• TUGAS PENGERJAAN:
**1.** Salin kembali bagian teks tentang seminar yang dibuka dengan kata-kata berisi "Seminar Seri Bahas" dan ditutup dengan "18 September 2017.", sambil menukar "ranah" dengan "wilayah".
**2.** Menurut teks tentang seminar, kira-kira berapa orang yang mengikuti seminar seri itu?

• TEKS YANG DIBERIKAN:

'''

Seminar Seri Bahas Dimensi Ideologi Penggunaan Bahasa di Debat Capres, Hukum Adat, dan Bahan Ajar

Para pembicara, dari kiri ke kanan: Irma Setiawan, Endah Nur Tjendani, Ida Ayu Laksmita Sari (moderator), dan Robert Masreng (Foto-foto I Made Sujaya).

Penggunaan bahasa dalam berbagai bidang kehidupan tidak pernah bebas nilai, namun senantiasa dilandasi oleh kepentingan atau ideologi tertentu. Begitu pula penggunaan bahasa dalam ranah politik dan hukum adat. Ideologi juga bisa diselipkan dalam penggunaan bahasa pada ranah pendidikan melalui pembelajaran bahasa.

Pandangan ini mengemuka dalam Seminar Seri Sastra dan budaya yang diselenggarakan Fakultas Ilmu Budaya (FIB), Universitas Udayana (Unud), di ruang Dr. Ir. Soekarno Kampus Nias, Denpasar, Senin, 18 September 2017.

Seminar seri yang dipandu Ida Ayu Laksmita Sari,S.Hum., M.Hum. diikuti sekitar 30 orang, kalangan mahasiswa dan dosen FIB.

Tiga Kandidat Doktor

Seminar menghadirkan tiga kandidat doktor dari Program Studi S3 Ilmu Linguistik, FIB Unud. Irma Setiawan membawakan makalah berjudul "Teks Debat Calon Presiden Republik Indonesia Periode 2014—2019: Kajian Linguistik Fungsional Sistemik", Endah Nur Tjendani dengan makalah berjudul, "Model Pendekatan Ekolinguistik Pada Penyatuan Bahan Ajar dan Penilaian Unjuk Kerja (Performance Assessment) Pada Pembelajaran Bahasa Inggris di SMP" serta Robert Masreng mempresentasikan makalah berjudul, "Teks Hukum Adat Larvul Ngabal Guyub Tutur Bahasa Kel: Kajian Semiotika Sosial".

Peserta seminar aktif dalam tanya jawab.

'''

• Serangkaian baris:
'''

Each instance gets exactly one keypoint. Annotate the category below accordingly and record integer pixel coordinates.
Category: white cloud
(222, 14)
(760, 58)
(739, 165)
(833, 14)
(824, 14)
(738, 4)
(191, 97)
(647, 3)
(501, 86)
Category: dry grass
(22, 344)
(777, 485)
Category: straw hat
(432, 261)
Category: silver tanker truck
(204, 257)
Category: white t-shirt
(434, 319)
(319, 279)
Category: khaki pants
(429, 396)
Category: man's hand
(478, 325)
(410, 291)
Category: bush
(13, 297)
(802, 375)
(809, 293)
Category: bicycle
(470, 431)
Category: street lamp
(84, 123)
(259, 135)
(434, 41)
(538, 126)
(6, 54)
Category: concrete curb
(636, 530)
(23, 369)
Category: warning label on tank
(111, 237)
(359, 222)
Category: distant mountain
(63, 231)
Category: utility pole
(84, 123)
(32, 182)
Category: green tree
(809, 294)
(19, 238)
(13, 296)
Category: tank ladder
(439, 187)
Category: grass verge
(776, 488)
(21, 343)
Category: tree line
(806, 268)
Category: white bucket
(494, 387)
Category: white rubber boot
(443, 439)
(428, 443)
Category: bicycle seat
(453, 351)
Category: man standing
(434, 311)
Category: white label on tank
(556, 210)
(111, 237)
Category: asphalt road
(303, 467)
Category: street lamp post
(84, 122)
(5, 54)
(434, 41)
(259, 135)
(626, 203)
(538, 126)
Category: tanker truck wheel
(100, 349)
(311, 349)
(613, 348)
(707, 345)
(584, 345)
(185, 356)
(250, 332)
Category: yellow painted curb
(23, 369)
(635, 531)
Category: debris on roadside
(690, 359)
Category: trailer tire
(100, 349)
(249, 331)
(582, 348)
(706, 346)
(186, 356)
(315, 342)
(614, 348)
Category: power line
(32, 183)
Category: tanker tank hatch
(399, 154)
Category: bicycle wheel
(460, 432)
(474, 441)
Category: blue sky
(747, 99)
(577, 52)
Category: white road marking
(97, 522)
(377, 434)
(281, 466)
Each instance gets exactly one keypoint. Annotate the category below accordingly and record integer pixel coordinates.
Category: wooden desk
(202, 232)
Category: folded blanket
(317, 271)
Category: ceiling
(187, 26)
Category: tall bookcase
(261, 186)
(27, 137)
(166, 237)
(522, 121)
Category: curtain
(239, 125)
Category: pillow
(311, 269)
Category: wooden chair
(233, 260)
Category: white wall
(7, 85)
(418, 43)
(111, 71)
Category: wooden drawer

'''

• JAWABAN:
**1.**
Seminar Seri Bahas Dimensi Ideologi Penggunaan Bahasa di Debat Capres, Hukum Adat, dan Bahan Ajar

Para pembicara, dari kiri ke kanan: Irma Setiawan, Endah Nur Tjendani, Ida Ayu Laksmita Sari (moderator), dan Robert Masreng (Foto-foto I Made Sujaya).

Penggunaan bahasa dalam berbagai bidang kehidupan tidak pernah bebas nilai, namun senantiasa dilandasi oleh kepentingan atau ideologi tertentu. Begitu pula penggunaan bahasa dalam wilayah politik dan hukum adat. Ideologi juga bisa diselipkan dalam penggunaan bahasa pada wilayah pendidikan melalui pembelajaran bahasa.

Pandangan ini mengemuka dalam Seminar Seri Sastra dan budaya yang diselenggarakan Fakultas Ilmu Budaya (FIB), Universitas Udayana (Unud), di ruang Dr. Ir. Soekarno Kampus Nias, Denpasar, Senin, 18 September 2017.

**2.** Sekitar 30 orang dari kalangan mahasiswa dan dosen FIB.